I have the Lee Valley unit. The saw is made with very fine teeth. It takes a while to cut a single side of a dove tail, slow cutting. The saw does not harm the sheet of film between the strong magnet and the blade of the saw. Still I have not got a good looking dovetail. I have gone back to looking at Incra and Porter Cable dovetail jigs.


----------



## Cherryville Chuck (Sep 28, 2010)

Welcome to the forum Robert and thanks for your input.


----------



## Stick486 (Jan 4, 2013)

Welcome to your new 2nd home Robert...


----------



## DesertRatTom (Jul 3, 2012)

@Robert Starkey Hi Robert, glad you've joined the fun. Consider one of the router table top jigs. The older jigs that use a freehand router are tricky. I have and like the Sommerfeld Katey Jig, but there are several others. Here's a link. Others will be along to suggest the others, I am sure


----------



## tomp913 (Mar 7, 2014)

A little off-topic but I have become a big fan of the Japanese pull-style saws. I bought this saw and magnetic guide https://www.amazon.com/gp/product/B000U6T0GO/ref=oh_aui_detailpage_o03_s00?ie=UTF8&psc=1 after I sold my radial arm saw, mostly for quick cuts while I was in the middle of a project. I was surprised at how accurately it cuts, and the included saw cuts fast and leaves a very smooth finish.


----------



## DesertRatTom (Jul 3, 2012)

@tomp913 I have a Dozuki pull saw, about 14 inches long with a stiffener on top, and replaceable blades that I really love to use. Very accurate and surgically sharp. Have to be careful about bringing it to a stop in time because it cuts as a knife through butter. I use it to cut off overhanging splines on mitered corners. Never seems to nick the surrounding wood.


----------

[Data listing]
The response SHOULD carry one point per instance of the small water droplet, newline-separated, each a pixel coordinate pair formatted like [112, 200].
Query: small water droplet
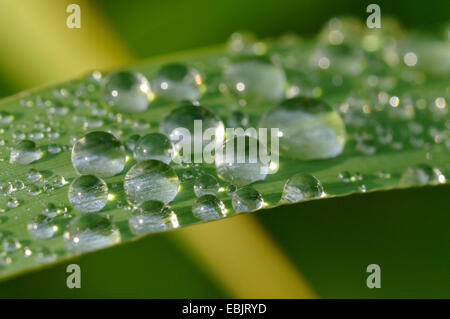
[132, 141]
[41, 227]
[25, 152]
[152, 216]
[44, 255]
[54, 149]
[88, 193]
[247, 199]
[153, 146]
[177, 82]
[255, 80]
[89, 232]
[208, 207]
[206, 184]
[127, 91]
[419, 175]
[98, 153]
[151, 180]
[243, 167]
[10, 244]
[301, 187]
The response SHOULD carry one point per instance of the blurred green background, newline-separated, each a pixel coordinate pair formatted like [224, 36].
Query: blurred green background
[330, 242]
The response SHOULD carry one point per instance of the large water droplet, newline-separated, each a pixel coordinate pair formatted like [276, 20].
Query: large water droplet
[153, 146]
[127, 91]
[310, 129]
[183, 117]
[208, 207]
[255, 80]
[88, 193]
[98, 153]
[245, 166]
[25, 152]
[206, 184]
[247, 199]
[151, 180]
[41, 227]
[152, 216]
[90, 231]
[177, 82]
[301, 187]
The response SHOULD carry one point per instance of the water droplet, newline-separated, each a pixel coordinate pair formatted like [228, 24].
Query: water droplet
[419, 175]
[44, 255]
[153, 146]
[6, 188]
[10, 244]
[98, 153]
[345, 176]
[41, 227]
[127, 91]
[301, 187]
[151, 180]
[177, 82]
[231, 189]
[184, 117]
[132, 141]
[12, 202]
[25, 152]
[88, 193]
[51, 210]
[34, 190]
[243, 167]
[206, 184]
[5, 260]
[237, 119]
[188, 174]
[54, 149]
[247, 199]
[58, 181]
[208, 207]
[89, 232]
[255, 80]
[6, 118]
[152, 216]
[310, 128]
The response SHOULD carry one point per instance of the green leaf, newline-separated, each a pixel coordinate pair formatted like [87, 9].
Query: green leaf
[383, 141]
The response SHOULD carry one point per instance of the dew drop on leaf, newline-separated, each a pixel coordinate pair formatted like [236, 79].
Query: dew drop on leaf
[310, 129]
[88, 193]
[185, 117]
[206, 184]
[208, 207]
[177, 82]
[301, 187]
[152, 216]
[127, 91]
[243, 167]
[153, 146]
[247, 199]
[255, 80]
[151, 180]
[98, 153]
[89, 232]
[25, 152]
[41, 227]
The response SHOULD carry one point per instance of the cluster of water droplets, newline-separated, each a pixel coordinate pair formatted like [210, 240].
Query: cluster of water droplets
[343, 94]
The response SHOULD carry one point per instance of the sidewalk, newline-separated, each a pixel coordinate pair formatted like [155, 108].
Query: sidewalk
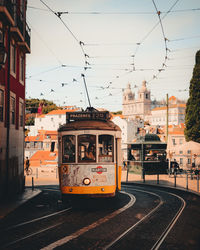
[10, 205]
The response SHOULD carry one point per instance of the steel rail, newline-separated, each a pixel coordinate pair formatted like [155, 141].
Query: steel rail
[137, 223]
[171, 224]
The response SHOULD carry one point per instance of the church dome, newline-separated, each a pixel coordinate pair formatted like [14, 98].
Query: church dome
[144, 87]
[127, 90]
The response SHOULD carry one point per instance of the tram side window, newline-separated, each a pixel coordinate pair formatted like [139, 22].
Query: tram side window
[68, 148]
[87, 148]
[106, 153]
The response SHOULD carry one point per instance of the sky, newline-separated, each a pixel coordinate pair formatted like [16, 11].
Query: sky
[106, 44]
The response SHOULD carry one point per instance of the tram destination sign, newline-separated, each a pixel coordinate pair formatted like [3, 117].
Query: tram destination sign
[78, 116]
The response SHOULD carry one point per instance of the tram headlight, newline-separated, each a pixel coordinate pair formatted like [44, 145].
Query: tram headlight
[86, 181]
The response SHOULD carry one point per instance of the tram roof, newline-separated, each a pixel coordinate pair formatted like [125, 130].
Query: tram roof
[89, 125]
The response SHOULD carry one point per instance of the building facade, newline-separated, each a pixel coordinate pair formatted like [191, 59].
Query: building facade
[176, 113]
[15, 43]
[138, 107]
[51, 121]
[185, 153]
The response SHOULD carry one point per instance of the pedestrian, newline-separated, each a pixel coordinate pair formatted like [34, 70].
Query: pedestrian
[27, 164]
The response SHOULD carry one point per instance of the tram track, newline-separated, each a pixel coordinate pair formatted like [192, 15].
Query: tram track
[167, 229]
[152, 223]
[30, 224]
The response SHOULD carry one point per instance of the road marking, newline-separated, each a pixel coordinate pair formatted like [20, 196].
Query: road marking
[91, 226]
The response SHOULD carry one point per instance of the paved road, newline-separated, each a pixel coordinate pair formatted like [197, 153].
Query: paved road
[144, 217]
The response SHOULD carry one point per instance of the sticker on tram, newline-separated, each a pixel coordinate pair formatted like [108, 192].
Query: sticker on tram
[99, 170]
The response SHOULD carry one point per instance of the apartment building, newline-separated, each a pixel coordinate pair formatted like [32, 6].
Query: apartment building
[14, 45]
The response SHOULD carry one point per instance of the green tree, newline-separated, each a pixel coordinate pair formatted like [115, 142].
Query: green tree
[192, 117]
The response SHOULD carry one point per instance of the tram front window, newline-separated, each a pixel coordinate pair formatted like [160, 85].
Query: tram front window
[106, 148]
[155, 155]
[87, 148]
[68, 148]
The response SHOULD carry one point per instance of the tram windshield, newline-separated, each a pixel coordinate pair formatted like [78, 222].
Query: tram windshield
[68, 148]
[87, 148]
[106, 148]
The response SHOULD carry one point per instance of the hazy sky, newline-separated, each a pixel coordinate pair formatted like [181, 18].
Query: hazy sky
[113, 43]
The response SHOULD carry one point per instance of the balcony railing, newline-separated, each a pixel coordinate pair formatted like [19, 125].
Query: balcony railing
[27, 35]
[9, 6]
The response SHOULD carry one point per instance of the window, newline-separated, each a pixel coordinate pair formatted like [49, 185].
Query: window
[87, 148]
[1, 104]
[106, 148]
[22, 67]
[13, 59]
[1, 37]
[12, 110]
[68, 148]
[21, 114]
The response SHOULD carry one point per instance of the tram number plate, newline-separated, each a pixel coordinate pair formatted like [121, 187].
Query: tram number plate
[99, 170]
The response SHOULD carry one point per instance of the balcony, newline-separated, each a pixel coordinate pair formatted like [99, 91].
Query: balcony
[21, 33]
[7, 11]
[25, 44]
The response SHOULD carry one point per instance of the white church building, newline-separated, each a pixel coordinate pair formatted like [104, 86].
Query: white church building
[139, 107]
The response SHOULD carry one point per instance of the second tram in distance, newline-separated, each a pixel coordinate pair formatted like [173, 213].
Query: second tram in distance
[89, 159]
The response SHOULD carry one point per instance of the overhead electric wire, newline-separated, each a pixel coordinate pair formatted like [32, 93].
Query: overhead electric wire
[86, 56]
[114, 12]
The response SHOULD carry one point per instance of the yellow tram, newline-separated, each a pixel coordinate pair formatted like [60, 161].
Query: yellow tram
[89, 159]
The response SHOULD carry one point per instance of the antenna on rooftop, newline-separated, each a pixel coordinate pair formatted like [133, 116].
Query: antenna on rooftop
[86, 89]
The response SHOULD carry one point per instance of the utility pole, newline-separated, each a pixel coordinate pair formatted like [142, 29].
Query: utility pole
[167, 114]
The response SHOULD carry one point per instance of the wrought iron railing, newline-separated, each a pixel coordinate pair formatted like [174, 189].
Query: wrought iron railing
[9, 5]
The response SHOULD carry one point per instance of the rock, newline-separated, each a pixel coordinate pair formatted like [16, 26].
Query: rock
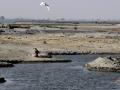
[2, 80]
[104, 64]
[5, 64]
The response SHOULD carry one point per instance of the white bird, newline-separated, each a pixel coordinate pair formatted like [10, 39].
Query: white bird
[45, 4]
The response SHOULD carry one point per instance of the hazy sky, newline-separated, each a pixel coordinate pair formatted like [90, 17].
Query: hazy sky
[68, 9]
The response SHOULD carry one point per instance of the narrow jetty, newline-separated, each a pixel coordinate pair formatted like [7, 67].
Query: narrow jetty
[5, 64]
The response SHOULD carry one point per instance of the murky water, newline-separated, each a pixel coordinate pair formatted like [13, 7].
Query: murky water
[58, 76]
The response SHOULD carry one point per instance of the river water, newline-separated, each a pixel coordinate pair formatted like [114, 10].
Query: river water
[59, 76]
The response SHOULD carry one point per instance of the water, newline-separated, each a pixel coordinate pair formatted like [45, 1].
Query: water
[58, 76]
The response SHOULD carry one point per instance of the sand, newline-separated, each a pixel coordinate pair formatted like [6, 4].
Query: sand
[89, 39]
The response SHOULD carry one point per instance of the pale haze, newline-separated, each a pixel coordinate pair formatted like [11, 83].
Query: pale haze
[68, 9]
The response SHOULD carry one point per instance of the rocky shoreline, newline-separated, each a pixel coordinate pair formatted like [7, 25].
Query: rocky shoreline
[2, 80]
[106, 64]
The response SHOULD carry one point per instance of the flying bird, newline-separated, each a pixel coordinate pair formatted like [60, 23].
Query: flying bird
[45, 4]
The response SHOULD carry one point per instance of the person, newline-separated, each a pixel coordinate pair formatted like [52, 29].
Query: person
[36, 52]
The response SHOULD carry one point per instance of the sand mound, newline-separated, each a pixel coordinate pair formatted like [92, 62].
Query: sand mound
[104, 64]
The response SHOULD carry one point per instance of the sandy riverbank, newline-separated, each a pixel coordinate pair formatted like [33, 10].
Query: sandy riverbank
[19, 45]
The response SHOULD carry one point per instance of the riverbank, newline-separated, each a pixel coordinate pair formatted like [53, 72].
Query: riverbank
[18, 44]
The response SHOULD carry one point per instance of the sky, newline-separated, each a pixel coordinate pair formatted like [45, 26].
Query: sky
[67, 9]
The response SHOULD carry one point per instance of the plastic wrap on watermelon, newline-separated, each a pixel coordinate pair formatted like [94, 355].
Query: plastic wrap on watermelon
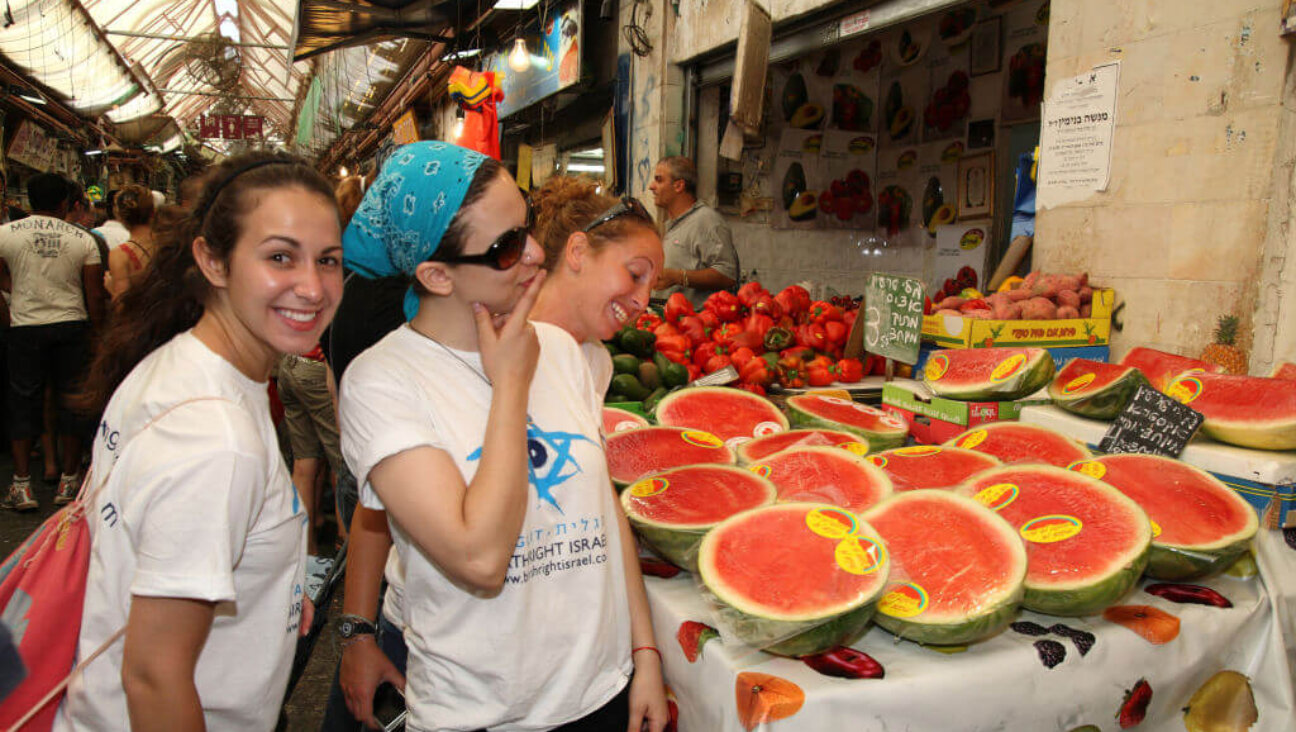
[793, 578]
[988, 375]
[671, 511]
[958, 569]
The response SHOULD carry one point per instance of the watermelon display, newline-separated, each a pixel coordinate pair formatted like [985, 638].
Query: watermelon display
[988, 375]
[795, 578]
[1247, 411]
[1160, 368]
[878, 428]
[1086, 542]
[634, 454]
[1199, 525]
[673, 509]
[731, 415]
[1094, 389]
[1016, 442]
[617, 420]
[958, 569]
[826, 474]
[931, 467]
[757, 448]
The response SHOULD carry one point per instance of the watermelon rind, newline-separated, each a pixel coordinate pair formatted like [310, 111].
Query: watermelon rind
[1178, 561]
[801, 415]
[1033, 376]
[674, 543]
[801, 437]
[774, 421]
[787, 635]
[993, 616]
[1099, 403]
[1073, 597]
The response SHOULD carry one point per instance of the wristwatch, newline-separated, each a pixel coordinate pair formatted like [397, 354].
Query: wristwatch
[351, 626]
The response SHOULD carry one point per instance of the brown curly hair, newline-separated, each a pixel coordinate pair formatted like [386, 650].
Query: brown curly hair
[565, 205]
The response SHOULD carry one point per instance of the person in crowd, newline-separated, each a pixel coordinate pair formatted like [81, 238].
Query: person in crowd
[197, 530]
[128, 261]
[478, 432]
[601, 255]
[700, 255]
[53, 271]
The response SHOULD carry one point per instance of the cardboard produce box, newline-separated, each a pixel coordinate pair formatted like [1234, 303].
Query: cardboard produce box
[1266, 480]
[958, 332]
[935, 420]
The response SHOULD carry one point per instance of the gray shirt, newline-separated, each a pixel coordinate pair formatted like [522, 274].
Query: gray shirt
[699, 240]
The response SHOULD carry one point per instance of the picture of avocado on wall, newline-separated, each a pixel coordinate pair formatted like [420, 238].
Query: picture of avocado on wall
[1025, 36]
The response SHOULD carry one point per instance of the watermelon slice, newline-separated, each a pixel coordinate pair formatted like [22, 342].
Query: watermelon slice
[931, 467]
[880, 429]
[795, 578]
[1086, 542]
[1160, 368]
[634, 454]
[1199, 525]
[617, 420]
[731, 415]
[958, 569]
[673, 509]
[1015, 442]
[826, 474]
[980, 375]
[1247, 411]
[757, 448]
[1094, 389]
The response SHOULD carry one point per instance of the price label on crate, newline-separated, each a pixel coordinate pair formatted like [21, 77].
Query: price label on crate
[1152, 424]
[893, 316]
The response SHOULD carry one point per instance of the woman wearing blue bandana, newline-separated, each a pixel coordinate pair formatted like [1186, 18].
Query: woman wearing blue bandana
[477, 432]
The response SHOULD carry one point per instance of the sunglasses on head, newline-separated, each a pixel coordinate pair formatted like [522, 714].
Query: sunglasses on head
[627, 206]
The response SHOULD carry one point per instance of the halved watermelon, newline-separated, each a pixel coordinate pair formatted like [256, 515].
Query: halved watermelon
[1160, 368]
[757, 448]
[634, 454]
[826, 474]
[1199, 525]
[731, 415]
[673, 509]
[880, 429]
[1094, 389]
[617, 420]
[931, 467]
[1016, 442]
[1086, 542]
[795, 578]
[958, 569]
[977, 375]
[1247, 411]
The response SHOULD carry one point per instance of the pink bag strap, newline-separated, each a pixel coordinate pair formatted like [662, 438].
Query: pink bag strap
[78, 508]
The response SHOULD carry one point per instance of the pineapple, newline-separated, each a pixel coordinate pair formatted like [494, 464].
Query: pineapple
[1224, 353]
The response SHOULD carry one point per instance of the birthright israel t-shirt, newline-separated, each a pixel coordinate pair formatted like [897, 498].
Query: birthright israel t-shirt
[554, 645]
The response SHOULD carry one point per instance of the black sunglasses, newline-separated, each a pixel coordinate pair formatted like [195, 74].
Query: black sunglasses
[504, 253]
[627, 206]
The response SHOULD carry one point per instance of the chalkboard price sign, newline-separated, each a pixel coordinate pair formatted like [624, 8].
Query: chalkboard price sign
[893, 316]
[1152, 424]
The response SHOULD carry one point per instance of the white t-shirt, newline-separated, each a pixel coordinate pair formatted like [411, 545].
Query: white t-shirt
[198, 505]
[554, 645]
[46, 257]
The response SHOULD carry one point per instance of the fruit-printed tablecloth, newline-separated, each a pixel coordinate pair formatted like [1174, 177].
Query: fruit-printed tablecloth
[1045, 674]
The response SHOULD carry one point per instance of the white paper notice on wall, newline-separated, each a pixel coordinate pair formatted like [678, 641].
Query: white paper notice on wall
[1076, 136]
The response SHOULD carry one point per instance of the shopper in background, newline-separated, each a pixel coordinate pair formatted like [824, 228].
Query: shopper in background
[53, 272]
[197, 531]
[700, 255]
[128, 261]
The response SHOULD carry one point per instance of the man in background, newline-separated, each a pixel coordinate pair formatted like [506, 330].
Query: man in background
[700, 255]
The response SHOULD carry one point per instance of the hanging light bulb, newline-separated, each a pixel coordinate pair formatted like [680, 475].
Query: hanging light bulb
[520, 58]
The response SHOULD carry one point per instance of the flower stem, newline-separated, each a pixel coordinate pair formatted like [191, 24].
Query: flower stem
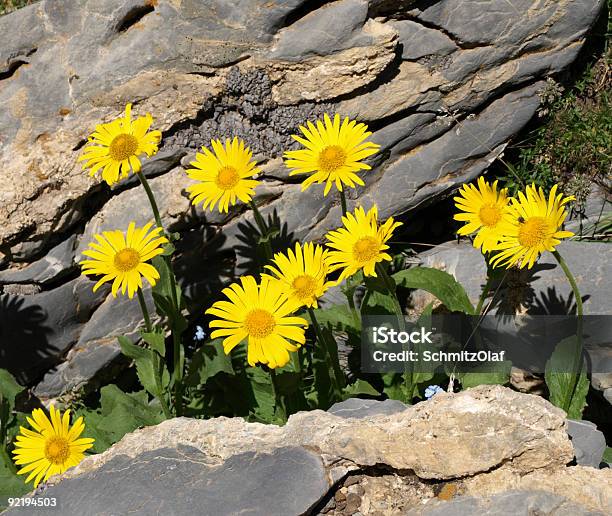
[145, 311]
[323, 341]
[579, 310]
[263, 230]
[343, 202]
[483, 295]
[158, 364]
[177, 372]
[149, 192]
[391, 288]
[279, 409]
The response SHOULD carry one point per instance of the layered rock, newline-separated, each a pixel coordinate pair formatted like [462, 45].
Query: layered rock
[477, 443]
[444, 85]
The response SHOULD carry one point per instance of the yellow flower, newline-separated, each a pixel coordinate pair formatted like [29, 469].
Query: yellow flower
[116, 147]
[531, 226]
[261, 314]
[483, 209]
[360, 244]
[332, 153]
[303, 273]
[121, 257]
[52, 447]
[224, 176]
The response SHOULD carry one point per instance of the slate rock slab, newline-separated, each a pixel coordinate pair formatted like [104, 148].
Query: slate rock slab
[589, 443]
[182, 482]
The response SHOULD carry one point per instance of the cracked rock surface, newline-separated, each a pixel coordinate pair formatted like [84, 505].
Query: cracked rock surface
[456, 448]
[443, 85]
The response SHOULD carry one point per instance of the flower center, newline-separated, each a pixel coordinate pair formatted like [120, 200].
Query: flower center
[57, 450]
[489, 214]
[122, 147]
[332, 158]
[304, 286]
[227, 178]
[259, 323]
[127, 259]
[533, 232]
[365, 249]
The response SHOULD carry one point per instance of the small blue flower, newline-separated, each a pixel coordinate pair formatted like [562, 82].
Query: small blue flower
[432, 390]
[199, 334]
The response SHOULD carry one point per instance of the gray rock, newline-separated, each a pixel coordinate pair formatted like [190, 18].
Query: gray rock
[419, 41]
[287, 481]
[38, 329]
[589, 443]
[58, 261]
[544, 289]
[358, 408]
[96, 355]
[512, 503]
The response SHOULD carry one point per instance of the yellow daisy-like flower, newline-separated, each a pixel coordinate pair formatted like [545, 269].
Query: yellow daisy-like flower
[116, 147]
[333, 153]
[120, 257]
[52, 447]
[531, 226]
[361, 243]
[303, 273]
[224, 176]
[483, 209]
[262, 314]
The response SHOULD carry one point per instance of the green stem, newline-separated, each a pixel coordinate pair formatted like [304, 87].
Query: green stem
[177, 372]
[149, 192]
[391, 288]
[579, 310]
[483, 295]
[279, 409]
[343, 202]
[263, 229]
[322, 341]
[145, 310]
[158, 363]
[408, 366]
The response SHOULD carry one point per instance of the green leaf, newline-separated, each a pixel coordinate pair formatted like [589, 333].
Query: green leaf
[436, 282]
[120, 413]
[338, 317]
[360, 388]
[208, 361]
[147, 367]
[157, 340]
[560, 383]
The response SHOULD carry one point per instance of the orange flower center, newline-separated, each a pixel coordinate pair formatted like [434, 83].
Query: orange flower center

[Exercise brief]
Please copy the dovetail saw thread from "A little off-topic" to "the surrounding wood.", swapping "butter" for "cheese".

[Output below]
A little off-topic but I have become a big fan of the Japanese pull-style saws. I bought this saw and magnetic guide https://www.amazon.com/gp/product/B000U6T0GO/ref=oh_aui_detailpage_o03_s00?ie=UTF8&psc=1 after I sold my radial arm saw, mostly for quick cuts while I was in the middle of a project. I was surprised at how accurately it cuts, and the included saw cuts fast and leaves a very smooth finish.


----------



## DesertRatTom (Jul 3, 2012)

@tomp913 I have a Dozuki pull saw, about 14 inches long with a stiffener on top, and replaceable blades that I really love to use. Very accurate and surgically sharp. Have to be careful about bringing it to a stop in time because it cuts as a knife through cheese. I use it to cut off overhanging splines on mitered corners. Never seems to nick the surrounding wood.